Task requirements
Rewrite all of the items below, putting "Write each result as" wherever "Format each result like" appears and keeping everything else the same.

Input for this task
◇ ◇ ◇ ◇ ◇

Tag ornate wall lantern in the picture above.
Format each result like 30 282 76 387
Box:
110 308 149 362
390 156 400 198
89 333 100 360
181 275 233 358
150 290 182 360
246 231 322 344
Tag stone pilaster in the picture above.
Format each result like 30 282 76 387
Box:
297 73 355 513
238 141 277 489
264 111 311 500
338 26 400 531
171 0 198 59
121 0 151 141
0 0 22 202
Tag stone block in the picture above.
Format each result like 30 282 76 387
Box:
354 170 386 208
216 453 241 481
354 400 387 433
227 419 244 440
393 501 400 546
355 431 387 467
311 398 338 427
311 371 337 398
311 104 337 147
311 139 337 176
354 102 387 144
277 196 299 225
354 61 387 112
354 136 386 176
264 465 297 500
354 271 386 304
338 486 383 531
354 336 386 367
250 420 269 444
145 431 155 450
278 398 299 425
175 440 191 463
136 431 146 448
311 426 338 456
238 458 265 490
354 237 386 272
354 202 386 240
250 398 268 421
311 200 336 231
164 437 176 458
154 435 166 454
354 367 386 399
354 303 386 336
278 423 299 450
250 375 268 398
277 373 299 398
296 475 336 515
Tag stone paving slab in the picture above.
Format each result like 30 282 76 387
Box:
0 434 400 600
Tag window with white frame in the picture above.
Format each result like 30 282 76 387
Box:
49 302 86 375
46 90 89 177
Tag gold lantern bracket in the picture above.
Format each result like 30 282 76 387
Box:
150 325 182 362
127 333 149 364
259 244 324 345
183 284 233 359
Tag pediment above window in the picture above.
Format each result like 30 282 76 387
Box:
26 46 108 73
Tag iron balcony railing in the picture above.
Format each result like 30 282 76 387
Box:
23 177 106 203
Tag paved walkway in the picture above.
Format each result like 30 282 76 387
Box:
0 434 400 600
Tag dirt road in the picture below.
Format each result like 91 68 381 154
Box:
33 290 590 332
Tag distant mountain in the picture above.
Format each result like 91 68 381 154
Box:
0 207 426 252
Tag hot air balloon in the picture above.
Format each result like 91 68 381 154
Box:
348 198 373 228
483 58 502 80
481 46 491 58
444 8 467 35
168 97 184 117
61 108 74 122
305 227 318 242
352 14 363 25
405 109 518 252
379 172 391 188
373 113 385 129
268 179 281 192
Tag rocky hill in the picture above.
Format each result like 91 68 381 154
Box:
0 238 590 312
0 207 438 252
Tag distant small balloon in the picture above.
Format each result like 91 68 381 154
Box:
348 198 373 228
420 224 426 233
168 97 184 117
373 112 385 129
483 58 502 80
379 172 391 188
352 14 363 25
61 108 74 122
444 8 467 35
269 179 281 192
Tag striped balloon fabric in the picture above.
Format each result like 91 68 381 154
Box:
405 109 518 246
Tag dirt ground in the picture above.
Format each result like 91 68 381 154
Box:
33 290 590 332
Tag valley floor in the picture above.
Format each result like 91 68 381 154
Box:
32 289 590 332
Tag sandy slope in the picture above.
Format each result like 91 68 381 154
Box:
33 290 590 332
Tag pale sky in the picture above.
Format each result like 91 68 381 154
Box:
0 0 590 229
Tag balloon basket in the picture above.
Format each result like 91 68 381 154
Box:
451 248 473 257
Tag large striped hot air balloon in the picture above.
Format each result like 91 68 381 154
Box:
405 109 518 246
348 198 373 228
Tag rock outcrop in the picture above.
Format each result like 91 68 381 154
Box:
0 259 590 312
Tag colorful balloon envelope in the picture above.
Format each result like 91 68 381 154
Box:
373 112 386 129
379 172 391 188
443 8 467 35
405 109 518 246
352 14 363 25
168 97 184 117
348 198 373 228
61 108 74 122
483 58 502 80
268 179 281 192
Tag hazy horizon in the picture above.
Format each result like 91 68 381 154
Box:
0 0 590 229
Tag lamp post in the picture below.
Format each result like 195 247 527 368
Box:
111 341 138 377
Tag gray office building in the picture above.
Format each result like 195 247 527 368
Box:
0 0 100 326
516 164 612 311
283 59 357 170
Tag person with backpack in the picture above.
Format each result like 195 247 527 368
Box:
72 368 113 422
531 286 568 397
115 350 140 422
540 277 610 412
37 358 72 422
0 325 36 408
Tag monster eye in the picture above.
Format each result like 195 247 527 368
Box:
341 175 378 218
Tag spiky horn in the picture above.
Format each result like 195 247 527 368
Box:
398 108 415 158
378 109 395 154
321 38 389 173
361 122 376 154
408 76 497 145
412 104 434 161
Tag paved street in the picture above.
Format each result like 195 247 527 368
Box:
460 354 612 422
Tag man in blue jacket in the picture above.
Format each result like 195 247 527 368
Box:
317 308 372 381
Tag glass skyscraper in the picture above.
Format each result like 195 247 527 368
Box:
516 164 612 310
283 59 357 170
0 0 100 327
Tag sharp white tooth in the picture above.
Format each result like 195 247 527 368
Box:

◇ ◇ ◇ ◇ ◇

Answer for the task
Tag ornate wall lantern in the picture above.
Write each result as 30 282 76 387
Box:
110 308 149 362
390 156 400 198
89 333 100 360
181 275 233 358
150 290 182 360
246 231 322 344
Tag stone pilaster in the picture above.
Write each result as 30 282 76 387
Box:
297 73 355 513
238 141 277 489
264 111 311 500
338 26 400 531
171 0 198 59
121 0 151 141
0 0 22 202
Tag stone block in the picture above.
Write each result as 30 282 76 387
Box:
354 170 386 208
216 453 241 481
354 400 387 433
227 419 244 440
393 501 400 546
355 431 387 467
311 398 338 427
311 371 337 398
311 104 337 147
311 139 337 176
354 102 387 144
277 196 299 225
354 61 387 112
354 136 386 176
264 465 297 500
354 271 386 304
338 486 383 531
354 336 386 367
250 420 269 444
145 431 155 450
278 398 299 425
175 440 191 463
136 431 146 448
311 426 338 456
238 458 265 490
354 237 386 272
354 202 386 240
250 398 268 421
311 200 336 231
164 437 176 458
154 435 166 454
354 367 386 399
354 303 386 336
278 423 299 450
250 375 268 398
277 373 299 398
296 475 336 515
Tag stone paving slab in the picture above.
Write each result as 30 282 76 387
Box:
0 434 400 600
Tag window with white frame in the picture above.
Write each result as 30 282 76 387
Box:
49 302 86 375
46 90 89 177
Tag gold lantern bracket in the picture above.
Write each result as 30 282 76 387
Box:
150 325 182 362
127 333 149 364
259 244 324 345
183 284 233 359
Tag pediment above window in the picture above.
Write each result as 30 282 76 387
Box:
26 46 108 73
Tag iron balcony railing in the picture above.
Write each result as 30 282 76 387
Box:
23 177 106 203
Tag paved walkway in the picture above.
Write each result as 30 282 76 387
Box:
0 434 400 600
Tag dirt road in the picture below.
Write each result as 91 68 381 154
Box:
33 290 590 332
Tag distant mountain in the picture above.
Write each result as 91 68 381 154
Box:
0 207 426 252
Tag hot air balloon in the picture above.
Write each result as 91 68 381 154
Box:
348 198 373 228
483 58 502 80
481 46 491 58
444 8 467 35
168 97 184 117
61 108 74 122
305 227 318 242
352 14 363 25
405 109 518 252
379 172 391 188
373 113 385 129
268 179 281 192
Tag rocky hill in the picture above.
Write each result as 91 68 381 154
Box:
0 238 590 312
0 207 438 252
Tag distant small balloon in the picture above.
Write each result as 91 68 381 154
Box:
348 198 373 228
420 224 426 233
168 97 184 117
373 112 385 129
483 58 502 80
379 172 391 188
352 14 363 25
61 108 74 122
444 8 467 35
269 179 281 192
Tag striped balloon fabric in the picture above.
Write each result as 91 68 381 154
Box:
405 109 518 246
Tag dirt ground in the picture above.
Write each result as 91 68 381 154
Box:
33 290 590 332
Tag valley floor in the picture above.
Write each result as 91 68 381 154
Box:
32 289 590 332
Tag sandy slope in the picture above.
Write each result as 91 68 381 154
Box:
33 290 590 332
Tag pale sky in the picture above.
Write each result as 91 68 381 154
Box:
0 0 590 229
Tag balloon basket in the picture above.
Write each result as 91 68 381 154
Box:
451 248 473 257
Tag large striped hot air balloon in the picture above.
Write each result as 91 68 381 154
Box:
405 109 518 246
348 198 373 228
Tag rock outcrop in the picture above.
Write each result as 91 68 381 154
Box:
0 259 590 312
Tag colorful balloon envelope in the picture above.
Write each result as 91 68 381 154
Box:
373 112 386 129
379 172 391 188
443 8 467 35
405 109 518 246
352 14 363 25
168 97 184 117
348 198 373 228
61 108 74 122
483 58 502 80
268 179 281 192
Tag hazy horizon in the picture above.
Write each result as 91 68 381 154
Box:
0 0 590 229
Tag lamp post in the picture below.
Write each result as 195 247 527 368
Box:
111 341 138 377
Tag gray office building in the picture above.
Write each result as 195 247 527 368
Box:
0 0 100 326
516 164 612 311
283 59 357 170
Tag person with backpack in the picture above.
Write each result as 195 247 527 368
Box:
72 368 113 422
531 286 568 397
115 350 140 422
540 277 610 412
37 358 72 422
0 325 36 408
Tag monster eye in the picture above.
Write each result as 195 247 527 368
Box:
341 175 378 218
Tag spiky horn in the picture above.
Write each result as 195 247 527 368
Box:
398 108 415 158
378 109 395 154
321 38 389 173
361 122 376 154
408 76 497 145
412 104 434 161
Tag paved street in the picture above.
Write each result as 195 247 527 368
Box:
460 354 612 422
Tag man in blue jacket in the picture above.
Write each result as 195 247 527 368
Box:
317 308 372 381
Tag glass skyscraper in the picture above.
Write each result as 195 247 527 368
Box:
516 164 612 310
283 59 357 170
0 0 100 327
Tag sharp white tooth in the picture above.
Write each result as 195 247 527 368
Box:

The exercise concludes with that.